Problem to solve
Find every line in the rows below that contains the word "distant", and copy each of those lines.

Exercise inputs
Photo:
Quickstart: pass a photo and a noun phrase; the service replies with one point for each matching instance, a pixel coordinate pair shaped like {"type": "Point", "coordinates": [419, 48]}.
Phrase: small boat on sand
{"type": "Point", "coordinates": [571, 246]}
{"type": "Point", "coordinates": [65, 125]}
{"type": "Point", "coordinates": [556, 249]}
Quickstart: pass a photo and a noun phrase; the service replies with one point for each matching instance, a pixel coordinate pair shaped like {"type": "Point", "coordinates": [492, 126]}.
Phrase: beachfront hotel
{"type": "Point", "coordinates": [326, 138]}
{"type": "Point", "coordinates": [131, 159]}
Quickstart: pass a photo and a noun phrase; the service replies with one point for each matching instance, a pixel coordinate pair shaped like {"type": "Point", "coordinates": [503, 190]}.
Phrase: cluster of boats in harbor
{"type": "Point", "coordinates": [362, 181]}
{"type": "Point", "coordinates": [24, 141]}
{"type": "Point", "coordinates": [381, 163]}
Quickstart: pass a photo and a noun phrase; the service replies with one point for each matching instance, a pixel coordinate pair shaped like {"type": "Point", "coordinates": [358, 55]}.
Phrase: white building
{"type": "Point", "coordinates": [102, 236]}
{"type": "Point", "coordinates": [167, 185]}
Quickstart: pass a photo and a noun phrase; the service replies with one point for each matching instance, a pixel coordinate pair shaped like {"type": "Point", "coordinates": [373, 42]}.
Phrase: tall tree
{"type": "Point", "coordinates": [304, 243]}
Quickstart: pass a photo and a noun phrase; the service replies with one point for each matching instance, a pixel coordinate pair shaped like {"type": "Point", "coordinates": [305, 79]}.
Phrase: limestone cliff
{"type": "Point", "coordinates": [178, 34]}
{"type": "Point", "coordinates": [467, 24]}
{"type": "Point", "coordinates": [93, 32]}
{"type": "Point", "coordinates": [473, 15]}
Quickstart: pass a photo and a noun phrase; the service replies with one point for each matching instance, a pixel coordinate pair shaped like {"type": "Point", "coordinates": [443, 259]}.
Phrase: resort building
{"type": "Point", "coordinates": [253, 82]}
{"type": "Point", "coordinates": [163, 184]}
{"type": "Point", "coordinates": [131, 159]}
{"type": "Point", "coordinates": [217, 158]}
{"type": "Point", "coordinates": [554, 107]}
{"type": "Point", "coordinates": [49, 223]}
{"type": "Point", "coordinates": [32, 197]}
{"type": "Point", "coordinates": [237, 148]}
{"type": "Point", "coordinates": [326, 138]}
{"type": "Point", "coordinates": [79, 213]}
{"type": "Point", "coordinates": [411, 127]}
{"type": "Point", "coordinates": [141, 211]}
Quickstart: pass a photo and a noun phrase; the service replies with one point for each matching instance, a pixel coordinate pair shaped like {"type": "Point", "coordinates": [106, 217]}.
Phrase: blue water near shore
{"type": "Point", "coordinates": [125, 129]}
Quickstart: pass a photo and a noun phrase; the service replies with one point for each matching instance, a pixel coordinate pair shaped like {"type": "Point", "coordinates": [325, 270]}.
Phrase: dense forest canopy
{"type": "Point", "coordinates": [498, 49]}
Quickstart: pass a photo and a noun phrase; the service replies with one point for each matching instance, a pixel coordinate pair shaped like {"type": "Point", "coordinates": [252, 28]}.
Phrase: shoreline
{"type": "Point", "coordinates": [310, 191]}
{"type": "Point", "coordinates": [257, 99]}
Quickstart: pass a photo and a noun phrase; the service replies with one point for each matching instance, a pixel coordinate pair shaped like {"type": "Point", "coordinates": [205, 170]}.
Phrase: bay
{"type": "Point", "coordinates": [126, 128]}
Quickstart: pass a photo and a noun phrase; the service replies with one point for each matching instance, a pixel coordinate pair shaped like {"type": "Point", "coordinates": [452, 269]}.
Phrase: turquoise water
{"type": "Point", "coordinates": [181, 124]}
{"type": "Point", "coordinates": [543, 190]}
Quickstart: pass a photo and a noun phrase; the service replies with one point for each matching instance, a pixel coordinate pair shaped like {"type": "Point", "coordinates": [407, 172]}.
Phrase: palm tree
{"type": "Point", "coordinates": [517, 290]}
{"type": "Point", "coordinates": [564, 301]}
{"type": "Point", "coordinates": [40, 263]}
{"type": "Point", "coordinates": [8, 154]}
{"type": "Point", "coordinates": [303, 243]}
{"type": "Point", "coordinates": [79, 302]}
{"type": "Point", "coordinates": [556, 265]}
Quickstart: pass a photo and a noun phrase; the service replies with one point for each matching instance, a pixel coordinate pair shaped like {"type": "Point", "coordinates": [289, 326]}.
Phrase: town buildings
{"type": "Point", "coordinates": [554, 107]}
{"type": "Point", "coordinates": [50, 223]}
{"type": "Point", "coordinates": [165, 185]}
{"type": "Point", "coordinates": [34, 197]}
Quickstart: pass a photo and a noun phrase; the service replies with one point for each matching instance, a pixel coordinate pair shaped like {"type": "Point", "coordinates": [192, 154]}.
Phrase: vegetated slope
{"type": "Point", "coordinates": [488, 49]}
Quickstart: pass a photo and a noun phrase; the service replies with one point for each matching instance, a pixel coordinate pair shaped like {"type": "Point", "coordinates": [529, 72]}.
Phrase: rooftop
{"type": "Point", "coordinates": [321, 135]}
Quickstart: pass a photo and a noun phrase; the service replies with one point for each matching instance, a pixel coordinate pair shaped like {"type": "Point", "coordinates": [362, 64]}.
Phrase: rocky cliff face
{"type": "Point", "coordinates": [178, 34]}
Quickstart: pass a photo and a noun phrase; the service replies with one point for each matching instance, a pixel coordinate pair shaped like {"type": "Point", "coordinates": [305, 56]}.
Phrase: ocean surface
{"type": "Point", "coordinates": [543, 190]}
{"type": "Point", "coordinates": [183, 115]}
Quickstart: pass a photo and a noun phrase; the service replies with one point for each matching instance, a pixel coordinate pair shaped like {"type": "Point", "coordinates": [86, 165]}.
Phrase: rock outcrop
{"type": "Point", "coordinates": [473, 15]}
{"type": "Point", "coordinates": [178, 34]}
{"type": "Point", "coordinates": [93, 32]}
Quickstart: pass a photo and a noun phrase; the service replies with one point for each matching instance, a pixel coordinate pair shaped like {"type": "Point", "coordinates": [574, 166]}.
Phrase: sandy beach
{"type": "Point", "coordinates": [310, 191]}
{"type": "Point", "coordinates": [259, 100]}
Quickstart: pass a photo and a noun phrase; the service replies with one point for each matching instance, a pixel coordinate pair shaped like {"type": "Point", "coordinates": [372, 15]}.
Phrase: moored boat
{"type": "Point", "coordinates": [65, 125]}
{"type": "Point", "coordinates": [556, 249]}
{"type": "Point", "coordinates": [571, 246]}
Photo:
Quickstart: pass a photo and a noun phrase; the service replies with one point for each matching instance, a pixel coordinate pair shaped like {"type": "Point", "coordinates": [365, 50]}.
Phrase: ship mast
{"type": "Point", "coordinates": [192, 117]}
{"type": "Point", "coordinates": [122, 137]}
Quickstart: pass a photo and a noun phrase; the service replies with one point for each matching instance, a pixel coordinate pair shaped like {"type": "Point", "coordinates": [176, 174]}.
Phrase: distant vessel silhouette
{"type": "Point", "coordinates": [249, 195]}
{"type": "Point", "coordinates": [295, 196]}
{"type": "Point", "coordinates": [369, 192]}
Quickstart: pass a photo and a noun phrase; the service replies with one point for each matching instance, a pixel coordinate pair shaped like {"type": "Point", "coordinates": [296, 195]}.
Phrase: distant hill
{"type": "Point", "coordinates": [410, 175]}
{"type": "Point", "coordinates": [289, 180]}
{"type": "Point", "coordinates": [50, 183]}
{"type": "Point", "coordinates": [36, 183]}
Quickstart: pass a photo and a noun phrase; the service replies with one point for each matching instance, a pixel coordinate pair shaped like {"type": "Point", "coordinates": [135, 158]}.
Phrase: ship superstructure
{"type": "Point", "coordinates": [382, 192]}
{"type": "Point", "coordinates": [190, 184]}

Answer to this task
Phrase: distant vessel silhouette
Phrase: distant hill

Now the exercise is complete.